CIGARS 101.9: Tasting, Evaluating & Reviews

Merriam-Webster Dictionary provides the following two definitions for TASTE:

"the special sense that perceives and distinguishes the sweet, sour, bitter, or salty quality of a dissolved substance and is mediated by taste buds on the tongue" (noun)


"to have perception, experience, or enjoyment" (verb)

Tasting is the process of perceiving, experiencing and enjoying!  As you can see, the words we use matter.  And some of the words we use can have very different definitions.  The key to understanding, enhancing and communicating our taste preferences is having a strong fundamental understanding of the words, facts and science relating to human taste.  Keep reading to learn more...

Traditionally speaking, there are five physiological human senses: sight, hearing, touch, taste and smell.  Each of our senses plays a special role in the way we experience our lives and time.  The enjoyment of luxury tobacco is an organoleptic delicacy, a sensory delight: just like the enjoyment of fine wine, great food, a beautiful view, our favorite music, or even a hot bath.  And the enjoyment of luxury tobacco involves all five of the human senses.

EXERCISE TASK
Write the next part of the text on tasting and evaluating cigars, picking up right after its final sentence.

DATA RECORDS
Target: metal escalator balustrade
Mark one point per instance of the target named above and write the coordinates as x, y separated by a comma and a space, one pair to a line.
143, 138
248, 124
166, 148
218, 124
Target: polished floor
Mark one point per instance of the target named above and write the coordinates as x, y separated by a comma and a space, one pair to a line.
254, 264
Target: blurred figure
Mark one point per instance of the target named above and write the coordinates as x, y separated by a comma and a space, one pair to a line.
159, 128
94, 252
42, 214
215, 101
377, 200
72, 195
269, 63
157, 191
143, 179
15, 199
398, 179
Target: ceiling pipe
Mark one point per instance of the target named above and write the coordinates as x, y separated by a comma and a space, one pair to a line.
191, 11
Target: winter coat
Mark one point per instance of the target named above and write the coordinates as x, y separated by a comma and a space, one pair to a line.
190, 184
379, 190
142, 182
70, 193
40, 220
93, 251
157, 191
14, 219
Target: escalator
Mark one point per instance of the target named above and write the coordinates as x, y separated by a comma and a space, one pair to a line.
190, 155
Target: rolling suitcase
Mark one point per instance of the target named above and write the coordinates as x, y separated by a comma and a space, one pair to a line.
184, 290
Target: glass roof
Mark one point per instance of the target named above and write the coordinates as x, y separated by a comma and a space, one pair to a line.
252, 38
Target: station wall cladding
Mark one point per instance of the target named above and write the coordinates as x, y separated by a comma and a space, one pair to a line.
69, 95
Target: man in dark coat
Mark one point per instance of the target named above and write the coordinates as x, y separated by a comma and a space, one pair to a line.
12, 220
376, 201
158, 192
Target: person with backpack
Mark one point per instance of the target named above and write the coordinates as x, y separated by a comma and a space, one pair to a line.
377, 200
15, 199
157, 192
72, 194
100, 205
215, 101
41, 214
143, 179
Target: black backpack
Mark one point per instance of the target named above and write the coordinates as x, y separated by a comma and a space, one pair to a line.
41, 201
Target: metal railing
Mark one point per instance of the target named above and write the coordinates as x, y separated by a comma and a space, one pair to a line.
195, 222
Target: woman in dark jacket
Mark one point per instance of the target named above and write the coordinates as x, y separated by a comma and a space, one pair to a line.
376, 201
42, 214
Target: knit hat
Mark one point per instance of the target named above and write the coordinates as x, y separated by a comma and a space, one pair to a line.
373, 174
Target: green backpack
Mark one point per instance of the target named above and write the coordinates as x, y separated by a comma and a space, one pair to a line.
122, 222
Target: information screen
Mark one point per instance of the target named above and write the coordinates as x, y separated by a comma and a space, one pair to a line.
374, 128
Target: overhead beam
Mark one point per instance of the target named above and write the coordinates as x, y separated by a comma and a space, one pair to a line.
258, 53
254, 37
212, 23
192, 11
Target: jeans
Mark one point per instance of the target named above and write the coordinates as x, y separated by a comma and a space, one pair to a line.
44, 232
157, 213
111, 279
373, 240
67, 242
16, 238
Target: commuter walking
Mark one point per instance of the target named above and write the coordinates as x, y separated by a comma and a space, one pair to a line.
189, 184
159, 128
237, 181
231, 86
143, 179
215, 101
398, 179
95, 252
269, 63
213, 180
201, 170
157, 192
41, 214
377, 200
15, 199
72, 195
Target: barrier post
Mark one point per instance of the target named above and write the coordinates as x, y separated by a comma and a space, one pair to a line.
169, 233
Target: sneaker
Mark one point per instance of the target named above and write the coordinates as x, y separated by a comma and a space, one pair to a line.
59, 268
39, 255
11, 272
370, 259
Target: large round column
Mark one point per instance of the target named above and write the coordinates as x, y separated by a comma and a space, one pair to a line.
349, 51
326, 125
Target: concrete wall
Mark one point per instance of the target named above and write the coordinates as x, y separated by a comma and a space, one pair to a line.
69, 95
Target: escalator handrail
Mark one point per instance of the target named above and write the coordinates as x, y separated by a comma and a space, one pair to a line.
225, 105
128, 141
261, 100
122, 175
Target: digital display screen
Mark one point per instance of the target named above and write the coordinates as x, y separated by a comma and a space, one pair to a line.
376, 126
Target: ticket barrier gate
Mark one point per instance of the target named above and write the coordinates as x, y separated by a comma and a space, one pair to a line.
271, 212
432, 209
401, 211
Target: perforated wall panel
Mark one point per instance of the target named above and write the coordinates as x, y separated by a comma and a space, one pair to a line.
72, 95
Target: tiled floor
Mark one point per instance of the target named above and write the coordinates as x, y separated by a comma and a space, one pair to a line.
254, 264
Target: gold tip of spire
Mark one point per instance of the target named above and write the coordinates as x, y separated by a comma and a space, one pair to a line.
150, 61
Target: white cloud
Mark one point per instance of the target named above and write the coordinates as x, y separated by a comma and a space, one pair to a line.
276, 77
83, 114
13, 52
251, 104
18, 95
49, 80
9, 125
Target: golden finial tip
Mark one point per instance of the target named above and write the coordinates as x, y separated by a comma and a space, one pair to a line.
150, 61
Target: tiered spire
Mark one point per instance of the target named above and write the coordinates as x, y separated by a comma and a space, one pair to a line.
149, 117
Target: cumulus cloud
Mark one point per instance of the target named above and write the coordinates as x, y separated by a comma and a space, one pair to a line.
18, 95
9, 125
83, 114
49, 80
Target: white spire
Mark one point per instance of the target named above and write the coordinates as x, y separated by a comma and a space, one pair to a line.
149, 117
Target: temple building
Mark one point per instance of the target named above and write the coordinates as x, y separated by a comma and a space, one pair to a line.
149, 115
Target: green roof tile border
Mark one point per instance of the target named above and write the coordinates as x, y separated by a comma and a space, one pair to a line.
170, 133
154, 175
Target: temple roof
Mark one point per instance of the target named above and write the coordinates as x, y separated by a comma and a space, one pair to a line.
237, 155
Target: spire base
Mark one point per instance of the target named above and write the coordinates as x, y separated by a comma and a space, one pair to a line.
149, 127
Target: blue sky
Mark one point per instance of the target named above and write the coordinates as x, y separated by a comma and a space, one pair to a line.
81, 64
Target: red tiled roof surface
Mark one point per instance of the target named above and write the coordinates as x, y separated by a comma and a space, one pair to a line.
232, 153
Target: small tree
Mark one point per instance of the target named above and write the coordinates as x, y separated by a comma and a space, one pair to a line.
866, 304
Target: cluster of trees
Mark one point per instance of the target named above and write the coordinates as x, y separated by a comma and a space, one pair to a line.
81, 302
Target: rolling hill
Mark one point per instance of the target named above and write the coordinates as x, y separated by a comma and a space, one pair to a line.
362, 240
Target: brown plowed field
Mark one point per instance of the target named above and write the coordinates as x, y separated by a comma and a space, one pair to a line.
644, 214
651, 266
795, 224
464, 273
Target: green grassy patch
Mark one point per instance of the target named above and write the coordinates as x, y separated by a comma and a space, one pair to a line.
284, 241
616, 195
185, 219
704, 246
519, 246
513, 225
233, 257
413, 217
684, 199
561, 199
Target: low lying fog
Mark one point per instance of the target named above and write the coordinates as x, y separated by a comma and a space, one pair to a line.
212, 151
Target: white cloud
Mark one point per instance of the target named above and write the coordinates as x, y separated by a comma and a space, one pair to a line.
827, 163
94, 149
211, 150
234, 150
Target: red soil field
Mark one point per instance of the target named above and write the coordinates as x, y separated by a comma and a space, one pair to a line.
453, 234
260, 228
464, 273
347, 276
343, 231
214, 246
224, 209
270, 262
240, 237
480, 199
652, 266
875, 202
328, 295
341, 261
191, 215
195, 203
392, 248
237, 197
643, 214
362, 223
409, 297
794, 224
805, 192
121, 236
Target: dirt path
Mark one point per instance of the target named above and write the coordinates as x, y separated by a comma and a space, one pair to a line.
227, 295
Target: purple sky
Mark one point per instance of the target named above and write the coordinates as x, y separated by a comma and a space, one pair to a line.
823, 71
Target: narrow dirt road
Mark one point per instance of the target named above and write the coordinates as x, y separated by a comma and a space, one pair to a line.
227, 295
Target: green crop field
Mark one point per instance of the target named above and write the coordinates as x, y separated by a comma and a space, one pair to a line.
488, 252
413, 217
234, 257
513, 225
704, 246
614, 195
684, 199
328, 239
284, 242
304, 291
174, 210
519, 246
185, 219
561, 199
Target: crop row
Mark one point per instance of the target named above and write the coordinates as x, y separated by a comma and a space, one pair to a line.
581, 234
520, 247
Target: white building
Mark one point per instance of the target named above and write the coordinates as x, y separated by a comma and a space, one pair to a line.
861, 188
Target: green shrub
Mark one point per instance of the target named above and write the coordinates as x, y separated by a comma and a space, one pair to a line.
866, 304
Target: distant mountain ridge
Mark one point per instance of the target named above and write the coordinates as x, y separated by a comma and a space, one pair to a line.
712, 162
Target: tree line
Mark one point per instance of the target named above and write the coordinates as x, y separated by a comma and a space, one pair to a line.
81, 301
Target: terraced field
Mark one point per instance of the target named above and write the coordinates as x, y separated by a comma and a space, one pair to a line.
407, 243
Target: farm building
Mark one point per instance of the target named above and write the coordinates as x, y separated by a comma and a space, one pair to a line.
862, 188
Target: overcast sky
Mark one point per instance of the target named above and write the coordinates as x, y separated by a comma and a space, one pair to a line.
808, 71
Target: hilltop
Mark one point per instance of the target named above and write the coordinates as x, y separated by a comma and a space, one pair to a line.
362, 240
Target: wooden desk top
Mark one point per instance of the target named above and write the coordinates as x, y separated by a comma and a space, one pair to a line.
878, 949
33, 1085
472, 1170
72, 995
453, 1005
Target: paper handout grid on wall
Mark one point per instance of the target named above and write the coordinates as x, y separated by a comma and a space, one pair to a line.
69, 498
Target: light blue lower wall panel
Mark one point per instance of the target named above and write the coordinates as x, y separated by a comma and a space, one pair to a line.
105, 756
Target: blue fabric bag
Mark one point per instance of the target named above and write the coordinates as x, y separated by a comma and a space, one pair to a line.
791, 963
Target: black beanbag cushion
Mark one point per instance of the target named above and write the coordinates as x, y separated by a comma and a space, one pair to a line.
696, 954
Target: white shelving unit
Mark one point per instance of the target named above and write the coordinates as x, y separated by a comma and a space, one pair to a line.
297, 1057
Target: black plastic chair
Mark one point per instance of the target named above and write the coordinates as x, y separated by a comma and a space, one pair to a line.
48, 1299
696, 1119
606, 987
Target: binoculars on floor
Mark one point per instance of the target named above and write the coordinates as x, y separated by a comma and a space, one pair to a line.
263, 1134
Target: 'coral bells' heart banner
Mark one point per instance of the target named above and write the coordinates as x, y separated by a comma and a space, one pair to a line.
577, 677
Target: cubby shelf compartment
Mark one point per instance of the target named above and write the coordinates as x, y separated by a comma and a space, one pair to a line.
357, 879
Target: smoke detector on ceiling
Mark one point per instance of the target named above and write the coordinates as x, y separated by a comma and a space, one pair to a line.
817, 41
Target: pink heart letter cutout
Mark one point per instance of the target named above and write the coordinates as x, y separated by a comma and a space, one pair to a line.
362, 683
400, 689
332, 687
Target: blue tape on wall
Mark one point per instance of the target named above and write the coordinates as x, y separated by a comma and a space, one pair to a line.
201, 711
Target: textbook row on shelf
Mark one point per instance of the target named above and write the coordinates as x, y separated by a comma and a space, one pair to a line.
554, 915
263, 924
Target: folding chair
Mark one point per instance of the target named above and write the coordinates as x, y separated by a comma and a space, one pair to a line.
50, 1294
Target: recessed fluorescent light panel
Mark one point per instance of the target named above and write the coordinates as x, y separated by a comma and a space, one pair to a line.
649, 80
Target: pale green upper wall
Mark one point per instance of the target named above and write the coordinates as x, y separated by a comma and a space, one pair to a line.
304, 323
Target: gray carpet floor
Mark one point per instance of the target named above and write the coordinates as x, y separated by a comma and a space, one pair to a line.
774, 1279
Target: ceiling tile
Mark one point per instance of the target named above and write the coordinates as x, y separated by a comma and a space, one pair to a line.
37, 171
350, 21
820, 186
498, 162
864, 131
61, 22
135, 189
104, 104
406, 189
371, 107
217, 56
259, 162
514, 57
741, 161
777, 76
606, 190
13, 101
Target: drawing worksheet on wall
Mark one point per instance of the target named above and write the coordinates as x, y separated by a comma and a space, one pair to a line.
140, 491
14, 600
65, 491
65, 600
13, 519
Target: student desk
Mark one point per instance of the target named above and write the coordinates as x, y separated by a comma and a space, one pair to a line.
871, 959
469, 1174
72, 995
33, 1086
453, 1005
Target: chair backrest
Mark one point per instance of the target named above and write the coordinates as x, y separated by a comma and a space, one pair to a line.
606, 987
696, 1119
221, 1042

RESPONSE TO THIS TASK
Consider sight/seeing the "introductory sense", since it is typically the first sense we use when selecting cigars.  Our sight helps us determine size, color, shape, consistency, oiliness, etc...  While our eyes can deceive us, they mostly help us asses the initial quality and construction of cigars.  After selecting your cigar, the importance of sight will increase.  Seeing and monitoring the cigar and ash is critical to maintaining the proper burn, pace, and ash-free clothing.  Ultimately, sight is useful on many levels.  For reasons that date back to the dawn of man, the sight of fire and smoke have a hypnotic and soothing effect on humans.  To lovers of luxury tobacco, there is nothing so relaxing as the sight of smoke wafting up into the air, as if your tension and worries are being carried away with it.  

With regard to cigars, what you don't hear may matter the most.  Aside from the sounds of good conversation, few sounds are associated with cigar smoking.  Even the "sound" of freshness is silent.  But there are a couple distinct sounds occasionally heard from tobacco that tell us something important.  If you gently squeeze a cigar and hear a cracking sound coming from the wrapper, it is probably too dry and not optimally conditioned; a snap, crackle or pop while smoking could be a cigar beetle popping - indicating you should not be smoking that cigar.  

There is a lot to say about the importance of touch and cigars.  Touch is the physical sensation of feeling.   The way a cigar feels in the hand is paramount.  With our hands we can sense if a cigar is at the proper humidity.  We can even use our fingers to determine the silkiness of a cigar wrapper as well as the firmness, construction consistency, and much, much more.  But the key to understanding touch is realizing that it is not limited to the hands:  we feel with our mouth, tongue, and nose as well.  It is important to note that spice and heat are sensations that we feel as well!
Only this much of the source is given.